> _What you need to do_
Repeat the records below exactly.

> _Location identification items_
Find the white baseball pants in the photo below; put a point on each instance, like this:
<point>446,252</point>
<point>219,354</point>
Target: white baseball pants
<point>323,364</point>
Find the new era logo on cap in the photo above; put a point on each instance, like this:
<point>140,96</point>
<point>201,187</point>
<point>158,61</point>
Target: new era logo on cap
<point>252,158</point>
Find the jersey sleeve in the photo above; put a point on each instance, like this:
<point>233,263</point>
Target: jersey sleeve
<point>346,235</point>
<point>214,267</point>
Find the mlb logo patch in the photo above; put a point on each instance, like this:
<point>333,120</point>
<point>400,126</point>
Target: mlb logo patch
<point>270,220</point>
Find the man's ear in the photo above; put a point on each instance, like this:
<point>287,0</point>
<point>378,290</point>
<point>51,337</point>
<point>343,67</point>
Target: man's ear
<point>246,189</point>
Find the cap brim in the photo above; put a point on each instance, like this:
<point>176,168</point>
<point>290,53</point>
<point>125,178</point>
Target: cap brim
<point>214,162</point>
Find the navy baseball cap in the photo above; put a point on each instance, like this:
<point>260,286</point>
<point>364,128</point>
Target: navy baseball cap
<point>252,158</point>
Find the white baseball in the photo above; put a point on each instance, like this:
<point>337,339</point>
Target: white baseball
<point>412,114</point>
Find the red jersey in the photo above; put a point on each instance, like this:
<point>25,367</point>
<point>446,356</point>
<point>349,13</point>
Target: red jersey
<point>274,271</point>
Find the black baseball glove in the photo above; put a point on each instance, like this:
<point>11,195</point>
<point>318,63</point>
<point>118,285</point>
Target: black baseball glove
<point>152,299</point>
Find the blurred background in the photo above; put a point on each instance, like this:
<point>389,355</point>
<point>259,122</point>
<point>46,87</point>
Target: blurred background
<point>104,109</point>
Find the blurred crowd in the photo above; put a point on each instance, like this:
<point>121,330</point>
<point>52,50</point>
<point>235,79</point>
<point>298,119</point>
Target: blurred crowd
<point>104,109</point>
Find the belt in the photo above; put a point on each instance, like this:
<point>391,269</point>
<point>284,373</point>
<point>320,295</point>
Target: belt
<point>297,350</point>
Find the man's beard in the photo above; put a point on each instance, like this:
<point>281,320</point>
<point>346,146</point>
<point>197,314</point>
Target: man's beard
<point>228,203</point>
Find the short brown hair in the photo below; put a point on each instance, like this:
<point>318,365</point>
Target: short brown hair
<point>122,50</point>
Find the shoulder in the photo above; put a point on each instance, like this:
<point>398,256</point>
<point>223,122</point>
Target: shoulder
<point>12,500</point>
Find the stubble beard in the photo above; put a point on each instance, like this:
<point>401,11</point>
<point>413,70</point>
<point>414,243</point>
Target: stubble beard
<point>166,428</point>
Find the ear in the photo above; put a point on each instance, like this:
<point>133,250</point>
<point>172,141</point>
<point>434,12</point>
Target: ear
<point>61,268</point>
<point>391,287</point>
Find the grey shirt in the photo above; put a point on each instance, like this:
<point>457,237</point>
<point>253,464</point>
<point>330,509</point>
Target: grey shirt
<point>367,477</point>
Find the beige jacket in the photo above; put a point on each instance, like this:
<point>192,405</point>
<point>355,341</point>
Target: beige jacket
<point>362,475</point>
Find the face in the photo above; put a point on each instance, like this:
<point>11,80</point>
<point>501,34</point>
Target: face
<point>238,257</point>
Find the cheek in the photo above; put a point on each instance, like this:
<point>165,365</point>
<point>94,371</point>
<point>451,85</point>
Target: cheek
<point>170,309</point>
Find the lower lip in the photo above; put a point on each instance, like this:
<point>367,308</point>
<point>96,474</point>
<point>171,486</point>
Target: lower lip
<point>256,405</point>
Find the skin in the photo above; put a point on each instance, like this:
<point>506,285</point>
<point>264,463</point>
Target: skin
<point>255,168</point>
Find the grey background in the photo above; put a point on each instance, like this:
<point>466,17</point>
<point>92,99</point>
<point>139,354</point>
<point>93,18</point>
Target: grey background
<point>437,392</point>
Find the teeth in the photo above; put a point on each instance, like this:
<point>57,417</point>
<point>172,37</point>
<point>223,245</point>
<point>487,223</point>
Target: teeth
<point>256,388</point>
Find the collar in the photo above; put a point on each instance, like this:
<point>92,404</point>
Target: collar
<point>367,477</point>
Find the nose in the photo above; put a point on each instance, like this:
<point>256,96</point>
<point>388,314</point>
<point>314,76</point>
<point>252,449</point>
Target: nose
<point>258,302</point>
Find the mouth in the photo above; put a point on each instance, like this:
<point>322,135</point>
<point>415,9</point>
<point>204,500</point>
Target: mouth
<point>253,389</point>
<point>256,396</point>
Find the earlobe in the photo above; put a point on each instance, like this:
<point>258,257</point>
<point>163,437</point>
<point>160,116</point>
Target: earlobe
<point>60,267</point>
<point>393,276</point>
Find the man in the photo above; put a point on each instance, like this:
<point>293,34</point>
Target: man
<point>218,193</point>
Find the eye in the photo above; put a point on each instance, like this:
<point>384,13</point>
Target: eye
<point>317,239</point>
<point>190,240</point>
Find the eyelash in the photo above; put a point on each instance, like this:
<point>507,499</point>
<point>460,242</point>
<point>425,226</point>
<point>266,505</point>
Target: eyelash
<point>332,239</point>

> _Task response_
Find the white baseball pants in the photo below; put a point on each instance, like this:
<point>446,252</point>
<point>219,354</point>
Target: white baseball pants
<point>323,364</point>
Find the new era logo on cap in the photo above; put a point on each instance, like this:
<point>140,96</point>
<point>201,187</point>
<point>158,61</point>
Target: new era logo on cap
<point>252,158</point>
Find the jersey sleeve in the photo above; put a point on each instance, like this:
<point>233,263</point>
Target: jersey sleeve
<point>346,235</point>
<point>214,267</point>
Find the mlb logo patch in the photo above; put a point on each instance, like this:
<point>333,120</point>
<point>400,126</point>
Target: mlb logo patch
<point>270,220</point>
Find the man's ear in the photo above; put a point on each instance, like this:
<point>287,0</point>
<point>378,290</point>
<point>51,337</point>
<point>343,67</point>
Target: man's ear
<point>246,189</point>
Find the cap brim in the photo above; put a point on each instance, like this:
<point>176,168</point>
<point>290,53</point>
<point>125,178</point>
Target: cap brim
<point>214,162</point>
Find the navy baseball cap in the photo above; put a point on each instance, like this:
<point>260,286</point>
<point>364,128</point>
Target: navy baseball cap
<point>252,158</point>
Find the white baseball in the photo above; put a point on each instance, like this:
<point>337,339</point>
Target: white baseball
<point>412,114</point>
Find the red jersey in the photo above; put a point on each instance, like this:
<point>25,367</point>
<point>446,356</point>
<point>349,13</point>
Target: red jersey
<point>274,271</point>
Find the black baseball glove in the photo above; put a point on each instance, like this:
<point>11,195</point>
<point>318,63</point>
<point>118,285</point>
Target: black baseball glove
<point>152,299</point>
Find the blurred background in the photo above; put a point on each instance, like this:
<point>389,355</point>
<point>259,122</point>
<point>46,87</point>
Target: blurred background
<point>104,109</point>
Find the blurred crowd in the photo above; put a point on each instance, like this:
<point>121,330</point>
<point>52,50</point>
<point>235,79</point>
<point>298,119</point>
Target: blurred crowd
<point>104,109</point>
Find the belt in the photo above; put a point on each instance, like this:
<point>391,269</point>
<point>284,373</point>
<point>320,295</point>
Target: belt
<point>297,350</point>
Find the man's beard in the photo above; put a point on each instance, like this:
<point>281,320</point>
<point>346,146</point>
<point>197,314</point>
Target: man's beard
<point>228,203</point>
Find the short brown hair in the photo below; put a point on each instance, like this:
<point>318,365</point>
Target: short brown hair
<point>122,50</point>
Find the shoulder in the photo above; put a point on each instance, like this:
<point>398,256</point>
<point>223,122</point>
Target: shoulder
<point>12,500</point>
Find the stubble beard in the photo above; put a point on each instance, like this:
<point>401,11</point>
<point>413,70</point>
<point>414,243</point>
Target: stubble beard
<point>166,428</point>
Find the ear in the photo above; put a point on each instance, like this:
<point>133,250</point>
<point>172,141</point>
<point>434,12</point>
Target: ear
<point>61,268</point>
<point>391,287</point>
Find the grey shirt in the photo above; put a point on each instance, like this:
<point>457,237</point>
<point>253,464</point>
<point>330,509</point>
Target: grey shirt
<point>367,477</point>
Find the beige jacket in the photo above; put a point on each instance, like this:
<point>192,405</point>
<point>355,341</point>
Target: beige jacket
<point>362,475</point>
Find the face in the photo above; put a point on each instance, like this:
<point>11,80</point>
<point>501,34</point>
Target: face
<point>238,257</point>
Find the cheek in the photo above; put a point on each instance, like this:
<point>165,365</point>
<point>94,371</point>
<point>451,85</point>
Target: cheek
<point>170,309</point>
Find the lower lip in the photo above; put a point on each instance, like this:
<point>367,308</point>
<point>96,474</point>
<point>171,486</point>
Target: lower lip
<point>256,405</point>
Find the skin in the photo above; put a point on each instance, like this:
<point>506,285</point>
<point>264,463</point>
Target: skin
<point>255,168</point>
Find the grey background in the photo above; put a point on each instance, like this:
<point>466,17</point>
<point>92,99</point>
<point>139,354</point>
<point>93,18</point>
Target: grey background
<point>437,392</point>
Find the teeth in the photo above; put a point on each instance, like this:
<point>57,417</point>
<point>172,37</point>
<point>223,245</point>
<point>487,223</point>
Target: teeth
<point>256,388</point>
Find the collar in the photo above; put a point on each instance, like this:
<point>92,404</point>
Target: collar
<point>367,477</point>
Find the nose in the photo above; put a point on each instance, like this:
<point>256,96</point>
<point>388,314</point>
<point>314,76</point>
<point>252,449</point>
Target: nose
<point>258,302</point>
Find the mouth in the photo above; put a point on each instance, like this:
<point>322,135</point>
<point>415,9</point>
<point>204,500</point>
Target: mouth
<point>253,389</point>
<point>256,396</point>
Find the earlobe in the photo above; put a point on each instance, like this:
<point>258,257</point>
<point>163,437</point>
<point>160,116</point>
Target: earlobe
<point>60,267</point>
<point>393,276</point>
Find the man in the photo above; put a point on each instance, like this:
<point>293,34</point>
Target: man
<point>218,193</point>
Find the eye in the photo above; put a point on each instance, like this:
<point>384,13</point>
Target: eye
<point>317,239</point>
<point>190,240</point>
Find the eyelash in the photo above; put a point on each instance, like this:
<point>507,499</point>
<point>460,242</point>
<point>425,226</point>
<point>266,505</point>
Target: eyelash
<point>332,239</point>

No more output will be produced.